由日常用品和室內裝潢的使用，包含於其中的化學物質可能隨之釋放於室內環境，並伴隨灰塵而散布在室內空間中。全氟烷基物質(perfluoroalkyl substances, PFAS)由於結構中碳氟鍵的獨特物化特性，常被作為界面活性劑而廣泛應用於生活用品與工業製程中進行表面處理，使PFAS可能存在於室內灰塵中而暴露於人體。本研究挑選屬於全氟烷基酸類(perfluoralkyl acids, PFAAs)的六種PFAS，其中有過去常被使用的三種長鏈PFAAs，包含全氟辛酸(perfluorooctanoic acid, PFOA)、全氟辛烷磺酸(perfluoro-octane sulfonate, PFOS)和全氟壬酸(perfluorononanoic acid, PFNA)，以及近年來作為長鏈PFAAs替代品的三種短鏈PFAAs，包含全氟丁酸(perfluorobutyric acid, PFBA)、全氟己酸(perfluorohexanoic acid, PFHxA)和全氟己烷磺酸(perfluorohexane sulfonate, PFHxS)對室內灰塵進行調查，探討台灣室內灰塵中各PFAAs的濃度與分布情形，並尋找是否有足以代表整體濃度趨勢的主要物種，以利於可在資源有限時由較少之分析物種數目推估室內灰塵中受PFAAs污染之情形。並且為探討空間高度對灰塵中PFAAs之影響，挑選了來自冷氣濾網、立扇表面和地面的灰塵，分別代表室內高空(高離地度為3 m以上)、低空(離地高度為1 m以下0.25 m以上)和地面(離地高度為0 m)進行分析，且由於採樣空間包含有實驗室、辦公室、教室和住宅，因此亦探討不同類型的空間對於PFAAs整體濃度的影響，以及灰塵中的PFAAs對人體的暴露情形。此外，本研究亦分析灰塵之含水率、總有機碳含量和金屬元素濃度，以探討可能影響灰塵中PFAAs累積濃度的因子。
結果顯示，於高空(n=20)、低空(n=10)和地面(n=21)的灰塵樣品中，總PFAAs平均濃度分別為380.9±337.3、367.9±130.5和171.1±111.8 μg/kg dust dw，而於測定的6種PFAAs中皆以PFOS的濃度與檢出頻率最高，PFOS的平均濃度分別為251.6±190.5、286.6±133.5和53.7±57.0 μg/kg dust dw。包含上述51個灰塵樣品，以及另外於與教室空調濾網位置相近的吊扇採集的4個灰塵樣品，總PFAAs和PFOS之Pearson相關係數為0.845，顯示PFOS為檢測的PFAAs中的主要物種，當資源有限時可藉由分析PFOS之濃度辦別灰塵中受PFAAs之污染程度。而由平均值亦可發現高空與低空的灰塵濃度相似，皆可用於表示懸浮的PFAAs污染情形與對於成年人的暴露情況，其中依高空灰塵中各PFAAs的平均濃度計算，對體重約60 kg以上的成人而言，不論每日灰塵攝入量在一般暴露或高暴露的情況下，若每日於實驗室或辦公室活動8小時，通過灰塵對PFAAs攝取率皆低於0.05 ng/kg b.w./day，危險商數皆遠低於1，顯示若單透過灰塵攝取PFAAs對成人的不具危害。而由4種不同類型空間中發現選定的6種PFAAs平均濃度多以實驗室最高而教室最低，於高空總濃度分別為761.8± 421.1和113.9±36.2 μg/kg dust dw，但並非6種PFAAs平均濃度皆有此趨勢，濃度分佈情形主要仍與空間內的活動類型和頻率有關。

提供資料 -

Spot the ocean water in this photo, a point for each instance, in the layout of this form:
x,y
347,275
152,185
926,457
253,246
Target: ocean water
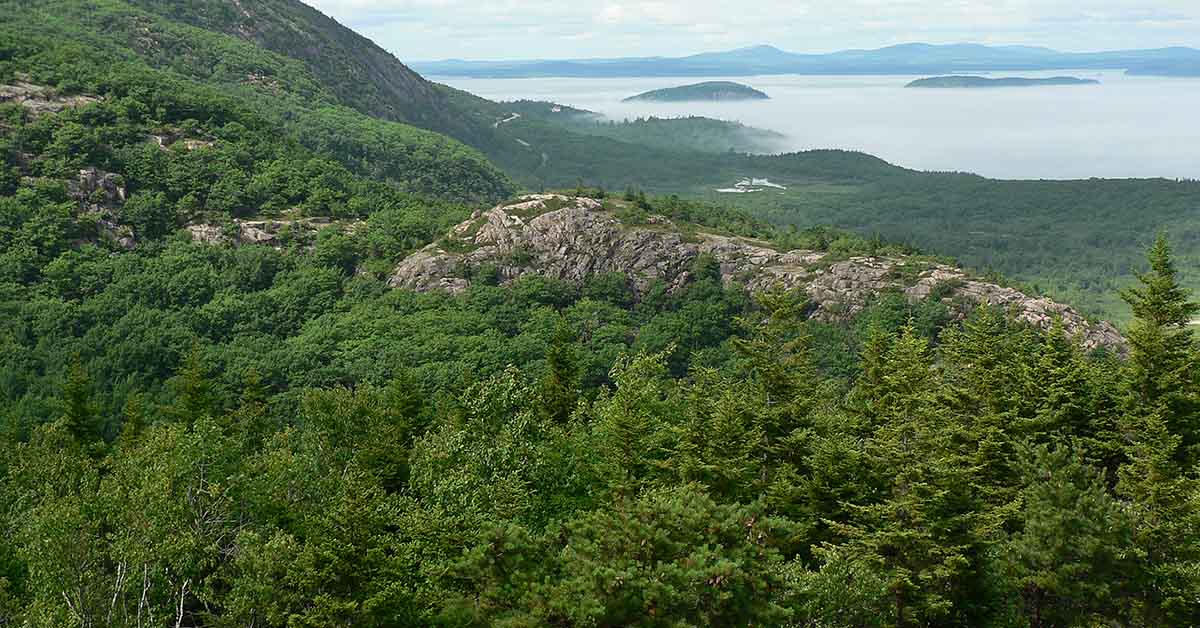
x,y
1123,127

書面練習 1 - 依據室內灰塵研究摘錄，判斷下列敘述是否相符，逐項以「是」或「否」作答，並原文引用作為判斷依據的字句：(a) 代表室內低空的灰塵樣品採自立扇表面；(b) 所測定的六種PFAAs中，以PFOA的濃度與檢出頻率最高；(c) 總PFAAs與PFOS之Pearson相關係數為0.845。
書面練習 2 - 請從室內灰塵研究摘錄最後一句之後接續撰寫。

作答 1 -
(a) 是。「挑選了來自冷氣濾網、立扇表面和地面的灰塵，分別代表室內高空(高離地度為3 m以上)、低空(離地高度為1 m以下0.25 m以上)和地面(離地高度為0 m)」
(b) 否。「於測定的6種PFAAs中皆以PFOS的濃度與檢出頻率最高」
(c) 是。「總PFAAs和PFOS之Pearson相關係數為0.845」

作答 2 -
另外，灰塵中累積的總PFAAs濃度與含水率僅於高空和低空灰塵中具有高度正相關，相關係數分別為0.760和0.713，於地面灰塵中則不相關；與總有機碳含量則僅在高空灰塵發現呈中度負相關，相關係數為-0.457，於低空和地面則不具相關性。而PFAAs與金屬元素之間，於高空灰塵中與鈹、鋇、鉻、錳和鋅呈高度正相關(r=0.749、0.778、0.782、0.728和0.710)，與鈉、鉀、鐵和鋁呈中度正相關(r=0.621、0.679、0.628和0.688)，與鎂、鈣、鍶、鎳、銅則不相關；於低空灰塵中，則與前述14種元素皆不相關；於地面則與鎳呈高度正相關(r=0.709)，與鈹、鈣、鉻、鋅、銅和鋁呈中度正相關(r=0.625、0.563、0.657、0.411、0.445和0.420)，與其他7種元素則皆不相關。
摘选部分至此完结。